Few things have more of an impact on your life and career than the ability to zero in on what really matters. Most information is irrelevant. Most of your time is wasted. Knowing what to ignore is the key to unlocking another level.
Of course, this is harder than it seems. There is an ever-increasing amount of information coming at us. Occasionally we get motivated and try to reach inbox zero but the constant onslaught doesn’t stop and we are soon back to where we started from. Efforts like this are well-meaning but misplaced, asking us to put more time and effort into the problem. In the process, we skip the most important thing of all: our mind.
A lot of people think that Albert Einstein’s greatest ability was his mathematical mind. It wasn’t. Granted it’s probably better than yours or mine, but most people in the know consider his mathematical gifts average at best.
We have a passion for keeping things simple.
Charlie Munger
So what made him so special?
Einstein’s greatest skill was the ability to sift the essential from the inessential — to grasp simplicity when everyone else was lost in the clutter.
Only a master can make the complicated simple. Only a master can see the simple point that others miss.
John Wheeler points out in his short biographical memoir on Einstein that it wasn’t that he understood more about complicated things that made him impressive. It was that he understood the value of simplicty.
Many a man in the street thinks of Einstein as a man who could only make headway in his work by dint of pages of complicated mathematics; the truth is the direct opposite. As Hilbert put it, “Every boy in the streets of our mathematical Gottingen understands more about four-dimensional geometry than Einstein. Yet, despite that, Einstein did the work and not the mathematicians.” Time and again, in the photoelectric effect, in relativity, in gravitation, the amateur grasped the simple point that had eluded the expert.

::::

**Request A**
Answer these questions from the essay on simplicity:
(i) What was Einstein's greatest skill?
(ii) Who wrote the short biographical memoir on Einstein?
(iii) In which three areas did the amateur grasp the simple point that had eluded the expert?

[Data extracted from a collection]
::::

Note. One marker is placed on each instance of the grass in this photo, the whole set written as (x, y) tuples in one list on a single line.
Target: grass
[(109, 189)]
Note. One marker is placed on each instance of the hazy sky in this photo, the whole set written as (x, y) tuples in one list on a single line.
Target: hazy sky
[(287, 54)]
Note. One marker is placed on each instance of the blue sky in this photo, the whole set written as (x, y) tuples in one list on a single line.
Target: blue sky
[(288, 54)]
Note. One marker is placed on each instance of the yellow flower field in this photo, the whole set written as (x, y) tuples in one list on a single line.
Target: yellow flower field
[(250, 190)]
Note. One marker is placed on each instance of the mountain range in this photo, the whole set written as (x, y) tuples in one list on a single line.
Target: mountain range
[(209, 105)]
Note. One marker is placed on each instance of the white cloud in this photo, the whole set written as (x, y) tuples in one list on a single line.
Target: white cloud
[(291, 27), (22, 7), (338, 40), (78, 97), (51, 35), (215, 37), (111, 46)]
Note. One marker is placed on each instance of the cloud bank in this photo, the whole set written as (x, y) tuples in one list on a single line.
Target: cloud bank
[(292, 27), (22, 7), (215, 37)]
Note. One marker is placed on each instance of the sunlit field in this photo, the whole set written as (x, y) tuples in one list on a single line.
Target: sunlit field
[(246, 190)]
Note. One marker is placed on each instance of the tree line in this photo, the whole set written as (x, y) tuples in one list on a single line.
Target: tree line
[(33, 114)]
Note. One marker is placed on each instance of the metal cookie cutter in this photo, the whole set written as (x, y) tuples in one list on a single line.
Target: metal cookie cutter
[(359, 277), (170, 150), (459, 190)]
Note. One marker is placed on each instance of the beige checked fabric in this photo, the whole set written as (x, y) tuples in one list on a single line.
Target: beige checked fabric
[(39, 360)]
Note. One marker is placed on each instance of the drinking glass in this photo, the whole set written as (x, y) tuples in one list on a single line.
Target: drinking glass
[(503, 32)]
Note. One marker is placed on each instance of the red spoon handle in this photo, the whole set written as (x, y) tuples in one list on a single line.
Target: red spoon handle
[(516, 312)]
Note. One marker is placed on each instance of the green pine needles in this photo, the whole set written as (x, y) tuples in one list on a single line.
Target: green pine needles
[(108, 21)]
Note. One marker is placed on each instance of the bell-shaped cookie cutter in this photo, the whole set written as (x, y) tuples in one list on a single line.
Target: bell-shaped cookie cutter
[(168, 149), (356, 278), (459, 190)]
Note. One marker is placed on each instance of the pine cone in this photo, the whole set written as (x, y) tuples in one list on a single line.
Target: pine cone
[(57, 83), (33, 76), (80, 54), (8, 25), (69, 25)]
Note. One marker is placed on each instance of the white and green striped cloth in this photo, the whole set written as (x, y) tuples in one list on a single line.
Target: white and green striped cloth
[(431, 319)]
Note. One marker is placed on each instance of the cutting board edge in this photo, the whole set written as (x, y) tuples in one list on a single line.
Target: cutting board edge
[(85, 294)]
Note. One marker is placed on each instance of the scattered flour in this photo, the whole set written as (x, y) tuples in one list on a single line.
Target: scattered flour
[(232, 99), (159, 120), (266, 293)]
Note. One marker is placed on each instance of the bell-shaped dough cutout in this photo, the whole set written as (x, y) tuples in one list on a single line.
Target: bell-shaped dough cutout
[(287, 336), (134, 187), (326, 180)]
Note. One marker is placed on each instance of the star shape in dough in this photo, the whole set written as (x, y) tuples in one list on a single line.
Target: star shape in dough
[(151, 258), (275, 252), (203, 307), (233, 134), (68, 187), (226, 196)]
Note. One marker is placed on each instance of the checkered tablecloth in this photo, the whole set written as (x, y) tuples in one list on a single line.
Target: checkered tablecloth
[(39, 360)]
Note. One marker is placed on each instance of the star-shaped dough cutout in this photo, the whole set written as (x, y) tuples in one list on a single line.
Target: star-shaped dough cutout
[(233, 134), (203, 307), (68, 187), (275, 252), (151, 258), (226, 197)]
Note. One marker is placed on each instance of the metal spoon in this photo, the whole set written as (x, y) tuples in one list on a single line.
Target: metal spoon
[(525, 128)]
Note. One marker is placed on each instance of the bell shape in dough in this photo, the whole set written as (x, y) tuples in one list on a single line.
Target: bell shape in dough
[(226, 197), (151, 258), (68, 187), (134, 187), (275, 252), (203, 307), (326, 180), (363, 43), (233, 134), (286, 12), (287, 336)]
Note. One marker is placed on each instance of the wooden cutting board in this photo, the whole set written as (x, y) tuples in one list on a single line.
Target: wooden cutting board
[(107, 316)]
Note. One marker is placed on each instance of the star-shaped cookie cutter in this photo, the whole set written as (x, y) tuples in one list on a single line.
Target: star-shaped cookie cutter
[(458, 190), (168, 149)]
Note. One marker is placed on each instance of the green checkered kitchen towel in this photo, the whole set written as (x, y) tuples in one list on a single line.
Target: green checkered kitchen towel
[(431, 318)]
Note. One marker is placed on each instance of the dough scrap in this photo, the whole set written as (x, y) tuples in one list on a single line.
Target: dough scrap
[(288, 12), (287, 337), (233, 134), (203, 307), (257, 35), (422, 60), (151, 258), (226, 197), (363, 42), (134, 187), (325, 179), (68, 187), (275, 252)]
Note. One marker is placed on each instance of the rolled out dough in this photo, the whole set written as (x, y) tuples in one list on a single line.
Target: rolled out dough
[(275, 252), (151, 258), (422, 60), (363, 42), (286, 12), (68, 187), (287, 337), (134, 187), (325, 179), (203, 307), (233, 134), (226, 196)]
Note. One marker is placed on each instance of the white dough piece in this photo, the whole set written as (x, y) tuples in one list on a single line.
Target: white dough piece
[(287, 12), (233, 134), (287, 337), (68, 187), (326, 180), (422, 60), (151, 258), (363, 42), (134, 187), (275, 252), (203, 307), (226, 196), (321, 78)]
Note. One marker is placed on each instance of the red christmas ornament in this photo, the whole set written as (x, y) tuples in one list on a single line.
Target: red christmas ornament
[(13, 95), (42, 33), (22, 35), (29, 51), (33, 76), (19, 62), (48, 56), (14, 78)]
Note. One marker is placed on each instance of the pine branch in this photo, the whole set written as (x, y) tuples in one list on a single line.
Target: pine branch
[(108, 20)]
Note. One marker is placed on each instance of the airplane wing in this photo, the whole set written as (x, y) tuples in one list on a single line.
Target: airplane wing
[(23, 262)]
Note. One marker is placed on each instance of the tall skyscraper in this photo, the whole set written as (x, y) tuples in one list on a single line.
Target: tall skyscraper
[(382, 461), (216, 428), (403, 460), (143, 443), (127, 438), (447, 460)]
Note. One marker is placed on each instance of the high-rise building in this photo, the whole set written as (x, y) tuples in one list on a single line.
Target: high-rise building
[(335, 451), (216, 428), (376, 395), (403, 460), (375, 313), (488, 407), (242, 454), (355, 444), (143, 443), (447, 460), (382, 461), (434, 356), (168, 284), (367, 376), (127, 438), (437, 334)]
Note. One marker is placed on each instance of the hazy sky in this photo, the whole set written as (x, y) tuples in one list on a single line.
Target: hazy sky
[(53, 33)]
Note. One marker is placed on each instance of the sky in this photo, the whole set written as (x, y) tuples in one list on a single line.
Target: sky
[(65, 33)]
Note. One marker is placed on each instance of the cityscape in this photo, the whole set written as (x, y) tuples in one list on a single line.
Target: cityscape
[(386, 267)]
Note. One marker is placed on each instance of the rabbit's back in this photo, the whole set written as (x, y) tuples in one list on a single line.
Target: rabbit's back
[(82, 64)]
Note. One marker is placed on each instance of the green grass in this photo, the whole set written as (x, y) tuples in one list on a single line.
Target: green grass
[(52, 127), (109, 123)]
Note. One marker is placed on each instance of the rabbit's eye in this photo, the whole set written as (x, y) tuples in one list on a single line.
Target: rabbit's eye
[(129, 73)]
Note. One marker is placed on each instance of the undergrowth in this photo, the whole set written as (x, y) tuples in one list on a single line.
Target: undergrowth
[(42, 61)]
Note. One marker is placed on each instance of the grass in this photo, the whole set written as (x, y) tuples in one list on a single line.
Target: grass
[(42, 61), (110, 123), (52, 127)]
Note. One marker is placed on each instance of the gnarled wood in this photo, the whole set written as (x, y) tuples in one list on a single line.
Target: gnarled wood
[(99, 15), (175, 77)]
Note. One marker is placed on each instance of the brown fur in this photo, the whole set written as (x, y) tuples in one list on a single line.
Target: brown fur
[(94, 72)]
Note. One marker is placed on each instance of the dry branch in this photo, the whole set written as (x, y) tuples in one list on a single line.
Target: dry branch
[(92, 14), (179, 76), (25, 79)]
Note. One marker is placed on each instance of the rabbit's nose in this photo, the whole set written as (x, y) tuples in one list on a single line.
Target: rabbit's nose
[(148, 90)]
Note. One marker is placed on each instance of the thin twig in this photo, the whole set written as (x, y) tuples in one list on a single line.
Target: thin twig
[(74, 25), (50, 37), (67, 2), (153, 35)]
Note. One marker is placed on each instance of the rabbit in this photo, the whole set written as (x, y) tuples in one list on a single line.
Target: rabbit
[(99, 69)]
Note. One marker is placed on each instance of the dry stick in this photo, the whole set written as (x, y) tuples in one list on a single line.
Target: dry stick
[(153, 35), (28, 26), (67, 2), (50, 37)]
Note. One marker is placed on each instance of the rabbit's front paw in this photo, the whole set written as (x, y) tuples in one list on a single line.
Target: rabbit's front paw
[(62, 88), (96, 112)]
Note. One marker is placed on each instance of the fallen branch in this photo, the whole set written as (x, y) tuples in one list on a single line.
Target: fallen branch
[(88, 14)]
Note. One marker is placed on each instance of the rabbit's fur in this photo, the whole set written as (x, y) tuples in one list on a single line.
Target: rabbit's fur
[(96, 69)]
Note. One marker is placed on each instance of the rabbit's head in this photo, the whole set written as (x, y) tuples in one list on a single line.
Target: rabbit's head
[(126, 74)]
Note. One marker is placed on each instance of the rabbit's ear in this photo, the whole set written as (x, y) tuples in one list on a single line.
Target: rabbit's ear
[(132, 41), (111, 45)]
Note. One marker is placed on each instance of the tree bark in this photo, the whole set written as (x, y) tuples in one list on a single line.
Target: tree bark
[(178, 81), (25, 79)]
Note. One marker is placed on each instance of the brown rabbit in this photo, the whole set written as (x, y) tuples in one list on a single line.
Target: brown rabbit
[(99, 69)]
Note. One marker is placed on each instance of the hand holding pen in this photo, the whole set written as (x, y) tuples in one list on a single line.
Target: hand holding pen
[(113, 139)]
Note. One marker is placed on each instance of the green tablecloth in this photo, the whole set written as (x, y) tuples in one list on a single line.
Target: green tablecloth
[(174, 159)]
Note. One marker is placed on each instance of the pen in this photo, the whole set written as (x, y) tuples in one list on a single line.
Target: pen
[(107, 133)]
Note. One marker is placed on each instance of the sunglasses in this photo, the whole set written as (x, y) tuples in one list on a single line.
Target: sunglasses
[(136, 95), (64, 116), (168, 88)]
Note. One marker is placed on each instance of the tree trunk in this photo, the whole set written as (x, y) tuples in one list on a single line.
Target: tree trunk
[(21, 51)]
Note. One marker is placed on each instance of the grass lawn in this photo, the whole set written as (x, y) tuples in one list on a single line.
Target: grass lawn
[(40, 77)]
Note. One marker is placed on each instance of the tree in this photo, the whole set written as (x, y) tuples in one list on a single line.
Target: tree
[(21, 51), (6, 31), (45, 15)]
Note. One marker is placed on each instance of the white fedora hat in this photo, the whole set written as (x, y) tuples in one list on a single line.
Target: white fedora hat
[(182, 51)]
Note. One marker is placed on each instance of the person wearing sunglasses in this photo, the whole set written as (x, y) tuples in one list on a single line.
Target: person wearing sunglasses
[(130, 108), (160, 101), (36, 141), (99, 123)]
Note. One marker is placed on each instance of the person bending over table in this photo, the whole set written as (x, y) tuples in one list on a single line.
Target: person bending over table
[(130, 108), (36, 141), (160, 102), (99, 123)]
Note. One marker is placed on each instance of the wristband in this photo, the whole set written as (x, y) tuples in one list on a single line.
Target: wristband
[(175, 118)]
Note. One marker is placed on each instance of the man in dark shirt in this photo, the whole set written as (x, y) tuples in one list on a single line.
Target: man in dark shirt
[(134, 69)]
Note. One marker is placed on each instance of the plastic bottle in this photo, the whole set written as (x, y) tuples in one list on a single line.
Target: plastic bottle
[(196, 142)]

::::

**Request B**
Render the entries from the first line through the line holding "[(287, 54)]", inclusive, as a Markdown table with the columns Row and Line. Number each line and leave out blank lines.

**Problem solution A**
(i) The ability to sift the essential from the inessential, grasping simplicity when everyone else was lost in the clutter.
(ii) John Wheeler.
(iii) The photoelectric effect, relativity, and gravitation.

**Problem solution B**
| Row | Line |
|---|---|
| 1 | Note. One marker is placed on each instance of the grass in this photo, the whole set written as (x, y) tuples in one list on a single line. |
| 2 | Target: grass |
| 3 | [(109, 189)] |
| 4 | Note. One marker is placed on each instance of the hazy sky in this photo, the whole set written as (x, y) tuples in one list on a single line. |
| 5 | Target: hazy sky |
| 6 | [(287, 54)] |